What you need to do
Starting at the beginning of the rows and stopping after the line that contains "[40, 251, 102, 322]", write every line again, including the instruction text and its sample boxes. Multiply each coordinate in the answer boxes by 1.6 and round to whole numbers, with halves rounded up. Leave the sample box numbers unchanged, and omit the picture.

Image entries on named regions
## Start

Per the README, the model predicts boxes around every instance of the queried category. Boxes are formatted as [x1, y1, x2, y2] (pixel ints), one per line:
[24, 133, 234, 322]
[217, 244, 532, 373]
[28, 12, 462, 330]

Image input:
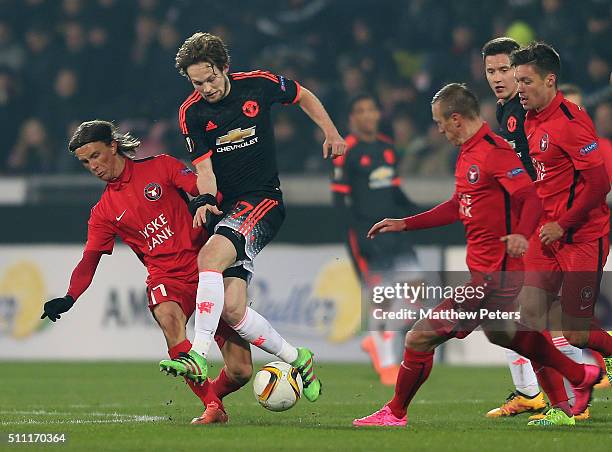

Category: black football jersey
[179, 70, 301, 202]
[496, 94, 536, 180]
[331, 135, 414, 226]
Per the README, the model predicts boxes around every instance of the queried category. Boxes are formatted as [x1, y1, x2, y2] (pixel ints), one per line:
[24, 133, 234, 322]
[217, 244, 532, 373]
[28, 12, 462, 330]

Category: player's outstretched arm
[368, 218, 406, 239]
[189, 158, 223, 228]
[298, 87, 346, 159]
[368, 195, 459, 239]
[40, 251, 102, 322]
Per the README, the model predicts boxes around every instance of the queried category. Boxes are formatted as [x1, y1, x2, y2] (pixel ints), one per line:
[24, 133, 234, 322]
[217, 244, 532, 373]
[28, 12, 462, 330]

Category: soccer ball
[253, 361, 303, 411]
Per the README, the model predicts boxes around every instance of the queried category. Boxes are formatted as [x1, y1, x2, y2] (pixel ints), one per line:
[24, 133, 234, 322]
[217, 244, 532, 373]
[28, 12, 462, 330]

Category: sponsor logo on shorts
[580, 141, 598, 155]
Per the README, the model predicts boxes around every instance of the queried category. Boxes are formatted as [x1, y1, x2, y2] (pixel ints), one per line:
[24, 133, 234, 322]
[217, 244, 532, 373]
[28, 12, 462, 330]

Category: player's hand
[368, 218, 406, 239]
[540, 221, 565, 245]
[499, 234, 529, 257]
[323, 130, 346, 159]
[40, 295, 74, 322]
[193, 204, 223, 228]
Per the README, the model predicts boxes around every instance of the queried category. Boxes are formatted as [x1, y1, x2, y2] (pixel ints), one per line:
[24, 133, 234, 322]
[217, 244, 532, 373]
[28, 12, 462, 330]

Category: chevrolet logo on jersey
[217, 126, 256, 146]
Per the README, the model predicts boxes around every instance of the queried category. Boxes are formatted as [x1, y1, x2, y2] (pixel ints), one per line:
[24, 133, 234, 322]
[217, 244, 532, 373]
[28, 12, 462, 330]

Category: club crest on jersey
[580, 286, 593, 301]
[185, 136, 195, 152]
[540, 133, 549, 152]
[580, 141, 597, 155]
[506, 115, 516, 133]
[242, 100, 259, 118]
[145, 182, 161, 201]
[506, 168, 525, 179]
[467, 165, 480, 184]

## End

Result for this exercise
Per the README, the model predicts boxes around every instance of the queried category. Boxes are formatted as [x1, y1, x2, y2] (pixel ints), one per line:
[24, 133, 234, 322]
[217, 244, 532, 373]
[28, 12, 462, 330]

Image input:

Category: black football jersey
[286, 112, 482, 323]
[794, 150, 858, 288]
[530, 216, 662, 362]
Per the README, the model predicts boxes around every instance of the queried category. Boxes are formatted as [x1, y1, x2, y2] (pixel ints), one per line:
[24, 133, 234, 322]
[217, 244, 532, 373]
[28, 12, 462, 330]

Category: player's outstretched arm
[589, 349, 650, 382]
[302, 253, 357, 365]
[477, 139, 554, 254]
[589, 312, 734, 382]
[64, 402, 163, 515]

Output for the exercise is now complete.